Data in this exercise:
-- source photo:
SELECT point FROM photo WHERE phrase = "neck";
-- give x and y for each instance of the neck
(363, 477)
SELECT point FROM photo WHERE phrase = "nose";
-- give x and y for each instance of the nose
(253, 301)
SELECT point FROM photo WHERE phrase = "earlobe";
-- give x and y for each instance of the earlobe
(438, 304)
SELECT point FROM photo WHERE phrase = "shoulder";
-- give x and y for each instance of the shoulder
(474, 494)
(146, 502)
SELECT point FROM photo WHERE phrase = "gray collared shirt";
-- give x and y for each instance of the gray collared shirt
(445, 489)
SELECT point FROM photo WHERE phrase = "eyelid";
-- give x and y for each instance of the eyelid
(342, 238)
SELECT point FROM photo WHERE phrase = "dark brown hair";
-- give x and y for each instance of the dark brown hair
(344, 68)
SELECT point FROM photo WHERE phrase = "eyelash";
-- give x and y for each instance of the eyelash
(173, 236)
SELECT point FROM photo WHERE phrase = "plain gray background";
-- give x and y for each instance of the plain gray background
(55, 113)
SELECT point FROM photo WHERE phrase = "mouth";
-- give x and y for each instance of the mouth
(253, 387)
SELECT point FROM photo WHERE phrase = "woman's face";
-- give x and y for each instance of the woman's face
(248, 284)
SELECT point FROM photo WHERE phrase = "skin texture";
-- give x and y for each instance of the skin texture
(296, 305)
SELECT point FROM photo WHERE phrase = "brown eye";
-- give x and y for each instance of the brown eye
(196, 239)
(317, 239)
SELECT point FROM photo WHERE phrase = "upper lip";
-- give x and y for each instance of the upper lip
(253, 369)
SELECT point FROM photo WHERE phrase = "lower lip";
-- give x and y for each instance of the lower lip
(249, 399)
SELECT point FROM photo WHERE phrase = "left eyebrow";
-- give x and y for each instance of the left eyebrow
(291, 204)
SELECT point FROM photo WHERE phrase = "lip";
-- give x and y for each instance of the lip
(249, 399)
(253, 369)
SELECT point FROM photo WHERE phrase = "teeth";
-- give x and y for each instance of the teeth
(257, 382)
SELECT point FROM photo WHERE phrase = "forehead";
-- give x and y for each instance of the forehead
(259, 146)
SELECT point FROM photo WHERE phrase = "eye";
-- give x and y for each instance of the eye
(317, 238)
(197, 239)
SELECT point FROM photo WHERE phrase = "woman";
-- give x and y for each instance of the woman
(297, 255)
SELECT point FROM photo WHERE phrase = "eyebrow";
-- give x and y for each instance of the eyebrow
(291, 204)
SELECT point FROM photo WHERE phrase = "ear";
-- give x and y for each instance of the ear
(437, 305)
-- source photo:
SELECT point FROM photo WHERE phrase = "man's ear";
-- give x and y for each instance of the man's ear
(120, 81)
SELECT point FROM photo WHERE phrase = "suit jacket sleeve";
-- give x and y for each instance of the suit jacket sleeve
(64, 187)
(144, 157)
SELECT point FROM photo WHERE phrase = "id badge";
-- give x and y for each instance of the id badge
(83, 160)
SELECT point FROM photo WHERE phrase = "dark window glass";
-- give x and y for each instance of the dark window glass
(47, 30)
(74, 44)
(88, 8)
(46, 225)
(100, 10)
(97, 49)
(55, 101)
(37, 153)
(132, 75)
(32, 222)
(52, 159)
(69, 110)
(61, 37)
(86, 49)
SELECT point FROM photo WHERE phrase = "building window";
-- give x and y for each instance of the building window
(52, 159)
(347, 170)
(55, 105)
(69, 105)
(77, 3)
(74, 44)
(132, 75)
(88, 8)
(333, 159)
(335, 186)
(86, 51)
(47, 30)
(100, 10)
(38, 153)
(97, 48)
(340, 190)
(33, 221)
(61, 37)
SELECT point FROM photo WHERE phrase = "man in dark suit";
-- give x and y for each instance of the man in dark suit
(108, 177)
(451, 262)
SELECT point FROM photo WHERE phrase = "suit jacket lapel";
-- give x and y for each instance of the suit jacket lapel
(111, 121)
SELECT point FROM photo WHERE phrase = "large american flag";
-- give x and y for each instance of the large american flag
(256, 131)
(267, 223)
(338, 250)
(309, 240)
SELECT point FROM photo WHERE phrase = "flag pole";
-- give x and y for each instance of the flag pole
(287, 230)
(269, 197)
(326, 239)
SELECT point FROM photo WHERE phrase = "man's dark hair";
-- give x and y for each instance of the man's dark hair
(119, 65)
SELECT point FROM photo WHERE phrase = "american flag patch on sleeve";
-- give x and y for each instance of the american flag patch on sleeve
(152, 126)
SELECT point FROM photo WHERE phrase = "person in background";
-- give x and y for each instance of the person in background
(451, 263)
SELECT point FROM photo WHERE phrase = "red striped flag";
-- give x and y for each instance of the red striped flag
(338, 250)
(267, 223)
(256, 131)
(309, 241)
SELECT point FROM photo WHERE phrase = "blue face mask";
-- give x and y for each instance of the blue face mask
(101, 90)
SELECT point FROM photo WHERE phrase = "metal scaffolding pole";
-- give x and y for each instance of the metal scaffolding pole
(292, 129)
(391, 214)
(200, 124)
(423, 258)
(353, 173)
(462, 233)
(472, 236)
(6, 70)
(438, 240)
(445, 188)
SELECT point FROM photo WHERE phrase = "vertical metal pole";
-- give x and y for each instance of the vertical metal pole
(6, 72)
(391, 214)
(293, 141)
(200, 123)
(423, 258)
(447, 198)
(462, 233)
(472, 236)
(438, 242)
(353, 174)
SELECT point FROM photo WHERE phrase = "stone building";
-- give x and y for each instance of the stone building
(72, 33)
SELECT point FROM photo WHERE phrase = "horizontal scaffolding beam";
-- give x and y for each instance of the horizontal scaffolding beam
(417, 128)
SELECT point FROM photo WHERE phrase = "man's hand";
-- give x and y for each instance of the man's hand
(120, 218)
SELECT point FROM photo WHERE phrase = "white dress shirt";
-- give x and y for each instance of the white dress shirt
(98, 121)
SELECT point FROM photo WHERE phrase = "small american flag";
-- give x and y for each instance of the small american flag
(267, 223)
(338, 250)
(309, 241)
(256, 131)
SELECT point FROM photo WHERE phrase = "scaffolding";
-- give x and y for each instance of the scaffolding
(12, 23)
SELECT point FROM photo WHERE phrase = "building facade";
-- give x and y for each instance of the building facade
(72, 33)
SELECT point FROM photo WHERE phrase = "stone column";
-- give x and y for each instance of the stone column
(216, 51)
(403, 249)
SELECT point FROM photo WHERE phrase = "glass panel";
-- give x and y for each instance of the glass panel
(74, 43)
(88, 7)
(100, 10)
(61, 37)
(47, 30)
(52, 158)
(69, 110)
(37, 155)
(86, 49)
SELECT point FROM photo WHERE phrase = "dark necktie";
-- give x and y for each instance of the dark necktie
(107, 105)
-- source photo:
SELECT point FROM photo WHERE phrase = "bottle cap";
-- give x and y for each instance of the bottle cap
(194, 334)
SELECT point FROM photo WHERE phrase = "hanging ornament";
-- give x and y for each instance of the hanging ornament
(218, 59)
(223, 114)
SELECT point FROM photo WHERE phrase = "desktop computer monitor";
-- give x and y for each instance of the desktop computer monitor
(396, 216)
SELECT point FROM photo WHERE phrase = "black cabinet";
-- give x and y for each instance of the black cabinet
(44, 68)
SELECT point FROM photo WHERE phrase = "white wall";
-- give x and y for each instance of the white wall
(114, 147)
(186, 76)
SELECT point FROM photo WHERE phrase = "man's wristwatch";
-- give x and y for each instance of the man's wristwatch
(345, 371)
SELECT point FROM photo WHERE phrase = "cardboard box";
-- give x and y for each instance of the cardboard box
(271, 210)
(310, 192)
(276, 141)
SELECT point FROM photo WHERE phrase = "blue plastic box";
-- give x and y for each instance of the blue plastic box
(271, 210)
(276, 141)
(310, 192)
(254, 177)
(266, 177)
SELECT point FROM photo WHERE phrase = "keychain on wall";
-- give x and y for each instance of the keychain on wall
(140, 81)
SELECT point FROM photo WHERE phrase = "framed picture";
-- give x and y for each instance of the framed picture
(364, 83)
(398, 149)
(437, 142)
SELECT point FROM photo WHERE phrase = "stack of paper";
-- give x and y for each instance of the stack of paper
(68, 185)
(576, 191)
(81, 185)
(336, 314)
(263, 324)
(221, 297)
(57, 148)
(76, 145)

To do: Return every line above that contains the string "shirt".

Final result:
SELECT point FROM photo WHERE phrase = "gray collared shirt";
-- give x and y for each instance of the gray collared shirt
SELECT point FROM photo WHERE phrase = "white dress shirt";
-- give x and y for each instance of the white dress shirt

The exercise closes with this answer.